▶ _Trecho para leitura_:
###

Eu gosto de pensar nos dois “Entrei em Pânico…” como comédias românticas adolescentes que de repente são invadidas por um psicopata mascarado, e então o clima muda. Acho sinceramente que é por isso que os filmes funcionam tão bem com o público em geral: quem não gosta de horror curte a parte da comédia e se identifica com aqueles jovens porque todo mundo já foi assim; quem não gosta de comédia fica feliz quando aquela molecada começa a morrer e ainda reconhece as referências ao cinema de horror mais comercial e mais obscuro.

Para ser sincero, confesso que sempre fico surpreso ao perceber que os dois filmes funcionam enquanto sátira, porque eu sinceramente não acho que as piadas são tão boas. No primeiro as referências são um pouquinho mais sutis, mas no segundo eu cometi um erro enorme, que hoje me arrependo, de ter colocado os personagens conversando o tempo inteiro sobre filmes de horror, clichês de filmes de horror, citando títulos de filmes de horror, etc. Isso era algo que já me incomodava deveras nos “Pânico” porque, embora seja algo que aconteça na vida real – e eu mesmo fale muito sobre filmes e cinema com meus amigos –, sempre acho falso ver jovens conversando da mesma maneira em um filme. É algo que hoje eu faria de forma mais orgânica, menos escancarada. Mas como eu disse, fico feliz que os dois longas divirtam o público depois de tanto tempo e que essas referências ao gênero não incomodem tanto quanto incomodam a mim. Certamente é uma pegada diferente dos filmes da franquia “Todo Mundo em Pânico”, porque ali tudo que fazem é pegar uma cena de outro filme e refazer de maneira “engraçada”, mas se você não viu o original que inspirou a piada, a piada perde completamente o sentido.

Como eu contei antes, o filme que me fez gostar de cinema de horror foi “Um Lobisomem Americano em Londres”. Antes dele eu tinha medo de ver filme de terror. Mas o equilíbrio de horror e humor em “Um Lobisomem…”, pelo menos para mim, foi essencial. Quando você vê esse filme ainda criança, tipo eu fiz, você fica com medo do lobisomem, fica absolutamente de queixo caído com a transformação do David Naughton em homem-lobo, e fica chocado com as cenas sangrentas, mas aí o John Landis intercala estas cenas mais pesadas com momentos inesperados de humor, tipo os fantasmas das vítimas aparecendo para xingar o protagonista porque ele os matou. Isso é incrível, porém é muito difícil conseguir tal equilíbrio. Tentei fazer a mesma coisa nos “Entrei em Pânico…”: tudo é uma grande bobagem, você ri das piadinhas, você ri das besteiras que aquela garotada está falando, mas então pimba!, vem um jump scare quando você menos espera, ou então um personagem que você gosta é morto de maneira mais brutal e menos engraçada, e de repente você não está mais rindo.

###

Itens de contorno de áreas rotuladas

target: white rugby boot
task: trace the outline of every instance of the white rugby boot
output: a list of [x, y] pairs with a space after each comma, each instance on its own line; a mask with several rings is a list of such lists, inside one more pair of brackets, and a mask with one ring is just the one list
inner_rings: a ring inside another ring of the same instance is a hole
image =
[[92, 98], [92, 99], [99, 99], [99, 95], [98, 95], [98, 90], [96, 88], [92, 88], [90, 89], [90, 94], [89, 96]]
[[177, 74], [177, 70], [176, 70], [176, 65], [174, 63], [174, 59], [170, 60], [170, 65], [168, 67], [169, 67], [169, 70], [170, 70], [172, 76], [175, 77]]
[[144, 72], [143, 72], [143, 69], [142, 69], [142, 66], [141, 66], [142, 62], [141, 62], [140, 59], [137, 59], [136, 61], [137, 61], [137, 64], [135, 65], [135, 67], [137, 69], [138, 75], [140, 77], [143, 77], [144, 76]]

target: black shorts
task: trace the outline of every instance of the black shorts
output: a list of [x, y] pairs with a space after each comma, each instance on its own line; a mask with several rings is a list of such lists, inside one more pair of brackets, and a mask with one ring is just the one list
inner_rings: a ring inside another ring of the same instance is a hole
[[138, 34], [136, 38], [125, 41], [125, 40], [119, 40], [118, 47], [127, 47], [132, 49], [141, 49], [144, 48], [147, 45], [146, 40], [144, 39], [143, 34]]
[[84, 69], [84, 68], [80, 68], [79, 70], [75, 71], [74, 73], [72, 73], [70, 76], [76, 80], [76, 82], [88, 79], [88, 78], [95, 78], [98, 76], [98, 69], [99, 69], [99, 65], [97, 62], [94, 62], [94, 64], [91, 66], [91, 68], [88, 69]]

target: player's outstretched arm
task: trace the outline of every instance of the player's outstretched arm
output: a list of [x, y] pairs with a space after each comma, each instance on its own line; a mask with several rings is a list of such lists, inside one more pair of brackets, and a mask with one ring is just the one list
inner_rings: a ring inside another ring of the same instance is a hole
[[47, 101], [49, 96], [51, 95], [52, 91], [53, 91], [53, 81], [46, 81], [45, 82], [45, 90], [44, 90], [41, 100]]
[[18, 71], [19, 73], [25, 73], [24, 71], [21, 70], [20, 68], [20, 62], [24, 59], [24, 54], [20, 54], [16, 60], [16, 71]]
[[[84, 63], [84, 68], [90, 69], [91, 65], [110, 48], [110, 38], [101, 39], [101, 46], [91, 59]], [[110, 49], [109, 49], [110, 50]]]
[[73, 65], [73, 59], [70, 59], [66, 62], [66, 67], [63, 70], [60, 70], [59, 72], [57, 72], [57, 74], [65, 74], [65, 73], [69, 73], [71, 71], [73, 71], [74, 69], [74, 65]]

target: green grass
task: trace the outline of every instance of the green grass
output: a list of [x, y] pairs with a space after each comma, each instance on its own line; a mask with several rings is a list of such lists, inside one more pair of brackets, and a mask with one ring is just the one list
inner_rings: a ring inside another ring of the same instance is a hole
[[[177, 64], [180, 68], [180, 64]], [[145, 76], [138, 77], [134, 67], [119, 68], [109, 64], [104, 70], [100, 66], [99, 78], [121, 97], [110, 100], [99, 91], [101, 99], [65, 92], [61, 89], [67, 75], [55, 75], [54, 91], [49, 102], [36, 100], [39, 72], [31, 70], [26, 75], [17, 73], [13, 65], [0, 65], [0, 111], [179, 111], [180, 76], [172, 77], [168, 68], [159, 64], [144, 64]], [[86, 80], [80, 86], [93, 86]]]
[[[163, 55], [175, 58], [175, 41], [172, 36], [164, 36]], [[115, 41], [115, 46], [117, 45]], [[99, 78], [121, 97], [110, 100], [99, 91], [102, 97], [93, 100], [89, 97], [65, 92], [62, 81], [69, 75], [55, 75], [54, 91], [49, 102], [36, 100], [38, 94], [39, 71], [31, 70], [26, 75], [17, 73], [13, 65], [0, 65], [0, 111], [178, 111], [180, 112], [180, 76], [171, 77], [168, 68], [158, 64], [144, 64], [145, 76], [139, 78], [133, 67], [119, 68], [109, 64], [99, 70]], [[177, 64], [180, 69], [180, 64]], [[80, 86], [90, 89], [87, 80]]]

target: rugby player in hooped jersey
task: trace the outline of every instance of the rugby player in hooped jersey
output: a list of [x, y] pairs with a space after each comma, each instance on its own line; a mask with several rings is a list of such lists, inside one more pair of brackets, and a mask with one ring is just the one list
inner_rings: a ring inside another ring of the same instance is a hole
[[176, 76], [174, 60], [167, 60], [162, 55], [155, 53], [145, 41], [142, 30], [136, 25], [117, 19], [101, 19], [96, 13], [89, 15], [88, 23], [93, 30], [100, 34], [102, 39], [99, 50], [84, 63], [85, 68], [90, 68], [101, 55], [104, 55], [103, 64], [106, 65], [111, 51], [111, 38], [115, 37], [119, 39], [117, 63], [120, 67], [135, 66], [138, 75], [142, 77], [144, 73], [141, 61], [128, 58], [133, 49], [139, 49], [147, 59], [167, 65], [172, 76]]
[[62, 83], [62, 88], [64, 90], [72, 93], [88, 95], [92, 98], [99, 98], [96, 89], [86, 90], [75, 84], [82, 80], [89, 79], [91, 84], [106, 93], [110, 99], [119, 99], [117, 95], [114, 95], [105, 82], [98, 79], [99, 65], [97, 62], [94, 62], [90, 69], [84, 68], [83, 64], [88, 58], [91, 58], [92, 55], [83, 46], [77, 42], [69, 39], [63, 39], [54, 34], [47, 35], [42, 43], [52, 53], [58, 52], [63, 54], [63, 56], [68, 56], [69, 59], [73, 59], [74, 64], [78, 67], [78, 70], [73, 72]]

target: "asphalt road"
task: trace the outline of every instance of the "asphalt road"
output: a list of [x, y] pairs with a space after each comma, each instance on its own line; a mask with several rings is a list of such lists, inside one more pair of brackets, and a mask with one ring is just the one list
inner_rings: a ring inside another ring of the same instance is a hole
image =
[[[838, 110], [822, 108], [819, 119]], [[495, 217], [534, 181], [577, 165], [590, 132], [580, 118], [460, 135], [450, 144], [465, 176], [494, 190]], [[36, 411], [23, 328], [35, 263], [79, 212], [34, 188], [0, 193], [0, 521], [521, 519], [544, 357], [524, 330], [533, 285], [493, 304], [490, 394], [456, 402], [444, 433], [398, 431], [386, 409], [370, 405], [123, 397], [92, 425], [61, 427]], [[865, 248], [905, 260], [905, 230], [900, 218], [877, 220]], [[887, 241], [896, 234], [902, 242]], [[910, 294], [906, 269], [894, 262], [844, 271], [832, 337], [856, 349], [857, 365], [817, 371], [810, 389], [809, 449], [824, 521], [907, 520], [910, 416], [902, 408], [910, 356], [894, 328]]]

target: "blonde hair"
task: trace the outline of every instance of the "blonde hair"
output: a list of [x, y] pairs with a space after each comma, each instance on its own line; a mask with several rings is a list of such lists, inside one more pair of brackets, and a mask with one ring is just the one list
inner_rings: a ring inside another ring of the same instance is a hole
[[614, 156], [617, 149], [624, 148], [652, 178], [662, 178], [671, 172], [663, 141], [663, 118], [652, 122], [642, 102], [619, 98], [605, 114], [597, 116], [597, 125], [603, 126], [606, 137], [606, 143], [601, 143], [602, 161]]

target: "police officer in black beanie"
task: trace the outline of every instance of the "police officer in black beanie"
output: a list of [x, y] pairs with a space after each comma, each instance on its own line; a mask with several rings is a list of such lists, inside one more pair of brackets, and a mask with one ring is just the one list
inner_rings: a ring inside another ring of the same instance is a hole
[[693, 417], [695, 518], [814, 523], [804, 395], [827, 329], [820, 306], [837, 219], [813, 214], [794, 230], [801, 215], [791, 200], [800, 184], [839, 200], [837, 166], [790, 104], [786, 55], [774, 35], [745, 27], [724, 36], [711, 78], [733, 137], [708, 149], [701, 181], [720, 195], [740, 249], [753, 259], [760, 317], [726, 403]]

###

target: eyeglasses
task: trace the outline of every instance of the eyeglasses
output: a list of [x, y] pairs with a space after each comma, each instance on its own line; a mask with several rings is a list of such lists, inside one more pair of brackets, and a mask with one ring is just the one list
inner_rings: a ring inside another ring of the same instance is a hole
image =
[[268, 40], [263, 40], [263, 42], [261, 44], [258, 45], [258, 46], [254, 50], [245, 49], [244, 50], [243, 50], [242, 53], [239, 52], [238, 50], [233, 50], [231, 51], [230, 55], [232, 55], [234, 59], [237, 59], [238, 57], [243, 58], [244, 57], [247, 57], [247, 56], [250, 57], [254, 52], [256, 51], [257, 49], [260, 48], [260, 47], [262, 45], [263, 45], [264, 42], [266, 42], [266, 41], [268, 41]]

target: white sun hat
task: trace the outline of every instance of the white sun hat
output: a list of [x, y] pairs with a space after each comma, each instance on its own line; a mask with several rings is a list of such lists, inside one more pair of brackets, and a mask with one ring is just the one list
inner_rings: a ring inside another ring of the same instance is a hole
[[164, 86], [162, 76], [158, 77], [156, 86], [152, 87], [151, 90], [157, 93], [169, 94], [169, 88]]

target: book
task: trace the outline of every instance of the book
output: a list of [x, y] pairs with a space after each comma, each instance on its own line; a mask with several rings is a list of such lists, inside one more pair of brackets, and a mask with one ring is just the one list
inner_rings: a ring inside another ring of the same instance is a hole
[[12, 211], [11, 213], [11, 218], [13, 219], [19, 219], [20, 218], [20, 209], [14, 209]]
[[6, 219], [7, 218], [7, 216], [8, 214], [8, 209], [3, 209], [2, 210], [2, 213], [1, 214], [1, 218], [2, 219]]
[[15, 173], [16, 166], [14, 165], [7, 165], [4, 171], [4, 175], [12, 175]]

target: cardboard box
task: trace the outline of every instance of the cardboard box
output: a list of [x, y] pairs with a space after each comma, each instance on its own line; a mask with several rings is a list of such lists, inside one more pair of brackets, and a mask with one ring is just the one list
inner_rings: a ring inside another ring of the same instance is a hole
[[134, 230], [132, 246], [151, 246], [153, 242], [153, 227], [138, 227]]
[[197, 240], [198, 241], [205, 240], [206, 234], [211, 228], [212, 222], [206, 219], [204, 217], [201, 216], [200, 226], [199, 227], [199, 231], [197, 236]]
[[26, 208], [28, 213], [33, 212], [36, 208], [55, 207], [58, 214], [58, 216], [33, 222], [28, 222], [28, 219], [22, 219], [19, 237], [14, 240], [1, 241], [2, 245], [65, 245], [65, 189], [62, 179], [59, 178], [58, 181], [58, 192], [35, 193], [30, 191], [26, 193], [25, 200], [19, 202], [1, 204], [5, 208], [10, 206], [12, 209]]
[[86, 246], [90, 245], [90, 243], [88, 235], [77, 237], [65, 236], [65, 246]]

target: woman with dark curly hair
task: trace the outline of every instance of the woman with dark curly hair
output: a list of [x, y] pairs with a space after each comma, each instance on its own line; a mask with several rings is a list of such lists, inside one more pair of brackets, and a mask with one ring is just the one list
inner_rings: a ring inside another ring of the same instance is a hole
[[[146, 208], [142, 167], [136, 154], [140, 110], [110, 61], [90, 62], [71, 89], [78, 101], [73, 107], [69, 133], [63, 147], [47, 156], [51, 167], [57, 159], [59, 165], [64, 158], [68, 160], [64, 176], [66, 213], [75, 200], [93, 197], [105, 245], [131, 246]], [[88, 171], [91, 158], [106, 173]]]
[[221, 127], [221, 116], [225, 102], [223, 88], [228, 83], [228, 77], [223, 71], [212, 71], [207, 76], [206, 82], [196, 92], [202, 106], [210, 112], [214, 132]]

###

▶ _Tarefa proposta A_:
Segundo o trecho para leitura, qual filme despertou em quem narra o gosto pelo cinema de horror?
▶ _Tarefa proposta B_:
Extraia do trecho para leitura, sem qualquer alteração, a parte que se abre com as palavras "Eu gosto de" e se fecha com "e mais obscuro.".

▶ _Resposta à tarefa A_:
“Um Lobisomem Americano em Londres”.

▶ _Resposta à tarefa B_:
Eu gosto de pensar nos dois “Entrei em Pânico…” como comédias românticas adolescentes que de repente são invadidas por um psicopata mascarado, e então o clima muda. Acho sinceramente que é por isso que os filmes funcionam tão bem com o público em geral: quem não gosta de horror curte a parte da comédia e se identifica com aqueles jovens porque todo mundo já foi assim; quem não gosta de comédia fica feliz quando aquela molecada começa a morrer e ainda reconhece as referências ao cinema de horror mais comercial e mais obscuro.